[Entries taken from a collection]
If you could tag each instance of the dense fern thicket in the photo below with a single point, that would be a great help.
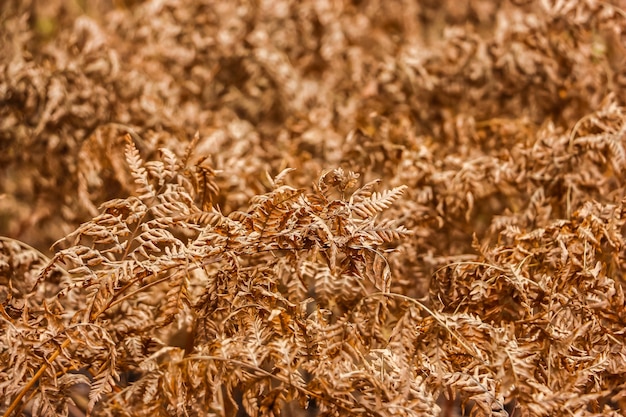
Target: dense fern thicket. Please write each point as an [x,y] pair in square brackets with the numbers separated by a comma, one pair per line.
[312,208]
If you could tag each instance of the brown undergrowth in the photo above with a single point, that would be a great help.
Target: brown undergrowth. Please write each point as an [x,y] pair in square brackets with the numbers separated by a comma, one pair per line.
[312,208]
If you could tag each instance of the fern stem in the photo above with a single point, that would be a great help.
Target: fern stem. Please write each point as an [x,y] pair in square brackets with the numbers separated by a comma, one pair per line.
[35,378]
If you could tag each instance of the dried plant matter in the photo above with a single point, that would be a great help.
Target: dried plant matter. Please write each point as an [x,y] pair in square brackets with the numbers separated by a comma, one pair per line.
[312,208]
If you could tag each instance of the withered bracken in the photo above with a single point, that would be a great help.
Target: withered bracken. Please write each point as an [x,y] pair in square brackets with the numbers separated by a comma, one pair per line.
[361,208]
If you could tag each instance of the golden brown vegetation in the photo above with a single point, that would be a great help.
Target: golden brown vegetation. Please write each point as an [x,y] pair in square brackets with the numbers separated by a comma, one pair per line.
[333,208]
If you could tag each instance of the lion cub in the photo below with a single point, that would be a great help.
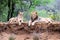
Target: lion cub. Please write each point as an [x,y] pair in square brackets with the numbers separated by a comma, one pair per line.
[18,19]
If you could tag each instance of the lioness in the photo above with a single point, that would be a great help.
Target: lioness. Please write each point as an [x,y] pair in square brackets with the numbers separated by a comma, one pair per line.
[18,19]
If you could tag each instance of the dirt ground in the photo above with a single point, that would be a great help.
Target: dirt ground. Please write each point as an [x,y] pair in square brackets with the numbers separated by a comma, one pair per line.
[24,36]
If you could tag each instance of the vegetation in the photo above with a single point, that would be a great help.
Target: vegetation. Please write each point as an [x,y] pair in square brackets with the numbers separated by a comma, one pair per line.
[9,8]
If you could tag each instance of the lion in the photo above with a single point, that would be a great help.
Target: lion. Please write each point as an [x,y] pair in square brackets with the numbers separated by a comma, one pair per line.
[18,19]
[35,18]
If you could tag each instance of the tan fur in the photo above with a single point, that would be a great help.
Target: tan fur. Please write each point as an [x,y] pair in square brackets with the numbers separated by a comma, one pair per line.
[18,19]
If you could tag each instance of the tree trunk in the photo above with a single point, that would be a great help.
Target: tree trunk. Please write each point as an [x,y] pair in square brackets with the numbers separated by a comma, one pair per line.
[11,9]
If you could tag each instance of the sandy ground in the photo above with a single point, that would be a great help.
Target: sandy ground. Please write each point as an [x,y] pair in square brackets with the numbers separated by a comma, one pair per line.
[25,36]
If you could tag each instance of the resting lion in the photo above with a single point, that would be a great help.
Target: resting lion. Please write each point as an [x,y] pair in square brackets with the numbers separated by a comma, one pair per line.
[35,18]
[18,19]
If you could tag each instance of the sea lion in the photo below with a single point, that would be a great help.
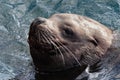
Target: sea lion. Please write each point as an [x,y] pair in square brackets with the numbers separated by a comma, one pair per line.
[63,45]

REQUIREMENT: Output, exactly and only, the lines beginning with the one that contains "Target: resting lion." and ending at the last line of the records above. Drop the pictures.

SOLUTION TO THE EXERCISE:
Target: resting lion. Please write each point as an [x,y] pair in square brackets with the numbers separated by a comma, one pair per line.
[35,18]
[18,19]
If you could tag each instance of the sea lion in the photo below with a single point, that would be a great help.
Target: sea lion. Please write each point as an [x,y] pair in square brackets with the numbers separated by a comma, one pair per line.
[63,45]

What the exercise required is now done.